::: Provided data :::

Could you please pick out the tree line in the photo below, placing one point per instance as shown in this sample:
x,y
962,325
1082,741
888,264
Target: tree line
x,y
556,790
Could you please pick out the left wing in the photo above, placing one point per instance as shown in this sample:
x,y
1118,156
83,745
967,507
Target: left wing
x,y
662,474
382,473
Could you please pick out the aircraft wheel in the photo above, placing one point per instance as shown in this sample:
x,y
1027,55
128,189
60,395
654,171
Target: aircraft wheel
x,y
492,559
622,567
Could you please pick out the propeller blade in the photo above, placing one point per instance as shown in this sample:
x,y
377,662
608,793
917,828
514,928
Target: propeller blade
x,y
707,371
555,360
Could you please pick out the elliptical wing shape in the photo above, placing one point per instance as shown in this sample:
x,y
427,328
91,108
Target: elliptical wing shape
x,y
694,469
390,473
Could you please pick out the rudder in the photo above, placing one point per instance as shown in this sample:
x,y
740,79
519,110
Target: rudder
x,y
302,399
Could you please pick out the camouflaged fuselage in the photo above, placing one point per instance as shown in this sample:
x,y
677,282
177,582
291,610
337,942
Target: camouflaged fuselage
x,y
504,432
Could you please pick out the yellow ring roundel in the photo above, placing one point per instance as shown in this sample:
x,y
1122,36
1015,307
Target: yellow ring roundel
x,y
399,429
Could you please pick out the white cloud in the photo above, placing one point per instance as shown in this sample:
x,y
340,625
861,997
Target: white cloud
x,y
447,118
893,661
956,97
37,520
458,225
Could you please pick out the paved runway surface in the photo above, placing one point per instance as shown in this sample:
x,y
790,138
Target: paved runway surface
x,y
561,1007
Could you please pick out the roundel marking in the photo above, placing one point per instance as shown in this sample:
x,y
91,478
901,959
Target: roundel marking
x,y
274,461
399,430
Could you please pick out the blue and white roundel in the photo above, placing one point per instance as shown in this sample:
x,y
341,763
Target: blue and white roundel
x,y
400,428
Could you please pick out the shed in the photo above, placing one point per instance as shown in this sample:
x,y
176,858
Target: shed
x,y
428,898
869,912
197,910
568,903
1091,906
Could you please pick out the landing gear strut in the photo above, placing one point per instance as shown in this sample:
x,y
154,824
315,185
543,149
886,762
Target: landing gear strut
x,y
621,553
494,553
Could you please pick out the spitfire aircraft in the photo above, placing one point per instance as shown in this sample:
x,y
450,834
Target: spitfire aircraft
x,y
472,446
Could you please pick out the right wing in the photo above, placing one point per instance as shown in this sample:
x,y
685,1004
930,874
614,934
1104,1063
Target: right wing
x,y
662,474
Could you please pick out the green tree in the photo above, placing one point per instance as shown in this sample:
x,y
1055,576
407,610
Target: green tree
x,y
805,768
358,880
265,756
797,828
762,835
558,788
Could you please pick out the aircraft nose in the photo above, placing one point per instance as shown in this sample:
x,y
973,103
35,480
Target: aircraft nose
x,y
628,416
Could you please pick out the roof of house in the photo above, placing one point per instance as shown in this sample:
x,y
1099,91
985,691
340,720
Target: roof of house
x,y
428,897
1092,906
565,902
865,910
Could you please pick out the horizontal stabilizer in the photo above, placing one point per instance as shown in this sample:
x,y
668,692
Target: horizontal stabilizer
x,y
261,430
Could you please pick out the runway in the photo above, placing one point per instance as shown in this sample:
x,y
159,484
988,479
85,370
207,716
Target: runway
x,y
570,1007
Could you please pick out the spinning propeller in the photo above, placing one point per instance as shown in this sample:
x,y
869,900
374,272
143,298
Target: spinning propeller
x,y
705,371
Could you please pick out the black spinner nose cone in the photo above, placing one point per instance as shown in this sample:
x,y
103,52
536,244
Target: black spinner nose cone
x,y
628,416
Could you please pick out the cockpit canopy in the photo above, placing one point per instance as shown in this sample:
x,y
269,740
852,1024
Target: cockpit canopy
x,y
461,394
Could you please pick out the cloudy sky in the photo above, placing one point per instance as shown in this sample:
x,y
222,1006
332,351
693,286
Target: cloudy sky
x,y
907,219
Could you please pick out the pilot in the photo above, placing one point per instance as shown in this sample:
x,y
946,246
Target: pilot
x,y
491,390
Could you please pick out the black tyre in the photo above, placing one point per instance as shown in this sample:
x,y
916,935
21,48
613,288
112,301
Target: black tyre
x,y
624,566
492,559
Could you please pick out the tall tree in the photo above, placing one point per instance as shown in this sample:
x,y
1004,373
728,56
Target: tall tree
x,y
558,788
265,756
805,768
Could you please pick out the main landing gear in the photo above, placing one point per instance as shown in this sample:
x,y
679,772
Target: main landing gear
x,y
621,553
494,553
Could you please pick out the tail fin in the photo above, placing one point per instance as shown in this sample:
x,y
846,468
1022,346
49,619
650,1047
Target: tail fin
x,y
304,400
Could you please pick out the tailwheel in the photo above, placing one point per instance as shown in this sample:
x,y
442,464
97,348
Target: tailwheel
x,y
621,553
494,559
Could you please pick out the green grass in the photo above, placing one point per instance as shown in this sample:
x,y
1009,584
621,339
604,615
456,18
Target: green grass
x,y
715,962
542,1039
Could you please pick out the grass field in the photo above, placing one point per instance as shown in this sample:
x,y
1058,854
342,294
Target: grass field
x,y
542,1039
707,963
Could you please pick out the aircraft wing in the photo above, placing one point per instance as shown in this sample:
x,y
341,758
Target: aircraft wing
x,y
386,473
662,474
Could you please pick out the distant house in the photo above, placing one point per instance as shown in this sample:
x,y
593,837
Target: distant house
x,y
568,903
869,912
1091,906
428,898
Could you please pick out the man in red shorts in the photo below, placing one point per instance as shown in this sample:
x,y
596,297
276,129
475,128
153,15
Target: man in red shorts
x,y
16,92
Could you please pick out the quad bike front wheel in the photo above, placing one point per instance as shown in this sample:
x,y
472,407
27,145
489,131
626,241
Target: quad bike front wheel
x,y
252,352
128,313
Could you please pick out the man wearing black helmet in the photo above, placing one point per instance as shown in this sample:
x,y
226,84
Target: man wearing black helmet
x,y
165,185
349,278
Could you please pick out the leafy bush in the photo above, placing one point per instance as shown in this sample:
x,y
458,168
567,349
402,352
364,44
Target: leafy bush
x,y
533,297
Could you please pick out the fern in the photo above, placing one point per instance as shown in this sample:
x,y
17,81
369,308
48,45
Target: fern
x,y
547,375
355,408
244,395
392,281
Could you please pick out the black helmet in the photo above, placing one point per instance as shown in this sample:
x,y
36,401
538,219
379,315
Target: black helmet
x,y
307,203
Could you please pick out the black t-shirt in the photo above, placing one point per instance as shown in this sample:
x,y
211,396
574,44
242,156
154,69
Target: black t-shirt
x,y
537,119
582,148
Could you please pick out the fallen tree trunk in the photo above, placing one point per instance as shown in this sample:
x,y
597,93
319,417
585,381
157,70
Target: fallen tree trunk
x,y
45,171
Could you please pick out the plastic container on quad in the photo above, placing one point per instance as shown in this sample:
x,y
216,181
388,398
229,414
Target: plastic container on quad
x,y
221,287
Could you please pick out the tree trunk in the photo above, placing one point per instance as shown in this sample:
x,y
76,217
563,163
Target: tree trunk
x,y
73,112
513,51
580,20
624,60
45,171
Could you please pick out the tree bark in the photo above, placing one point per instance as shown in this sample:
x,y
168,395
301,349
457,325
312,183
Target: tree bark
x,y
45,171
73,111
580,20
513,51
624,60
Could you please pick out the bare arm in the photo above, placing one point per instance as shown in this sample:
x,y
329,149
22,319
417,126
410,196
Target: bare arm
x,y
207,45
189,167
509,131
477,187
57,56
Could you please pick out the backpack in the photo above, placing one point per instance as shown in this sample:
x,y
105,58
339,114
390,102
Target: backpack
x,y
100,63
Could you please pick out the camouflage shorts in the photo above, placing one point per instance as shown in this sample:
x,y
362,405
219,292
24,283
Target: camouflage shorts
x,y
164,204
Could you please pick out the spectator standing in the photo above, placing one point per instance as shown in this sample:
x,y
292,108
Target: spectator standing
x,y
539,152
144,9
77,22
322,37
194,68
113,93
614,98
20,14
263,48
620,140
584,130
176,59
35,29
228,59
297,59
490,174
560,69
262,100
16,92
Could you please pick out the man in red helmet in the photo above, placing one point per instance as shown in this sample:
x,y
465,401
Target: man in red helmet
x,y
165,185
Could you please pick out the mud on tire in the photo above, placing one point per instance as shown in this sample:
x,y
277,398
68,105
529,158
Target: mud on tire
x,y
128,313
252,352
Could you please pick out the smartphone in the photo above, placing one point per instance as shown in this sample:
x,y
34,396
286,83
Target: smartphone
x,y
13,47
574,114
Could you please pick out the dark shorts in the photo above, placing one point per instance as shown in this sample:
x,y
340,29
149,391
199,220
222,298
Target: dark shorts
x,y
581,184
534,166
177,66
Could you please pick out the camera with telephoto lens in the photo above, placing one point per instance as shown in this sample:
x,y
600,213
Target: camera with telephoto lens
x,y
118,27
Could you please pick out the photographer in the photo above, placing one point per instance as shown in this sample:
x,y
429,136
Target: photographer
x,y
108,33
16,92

:::

- _About this exercise_:
List every line from the entries above in which "below" appears.

- _Result for this task_:
Could you please pick out the tree line in the photo below, placing one point per instance as shown in this sample:
Could you please pick out the man in red shorts in the photo below, placing one point per instance as shown in this sample:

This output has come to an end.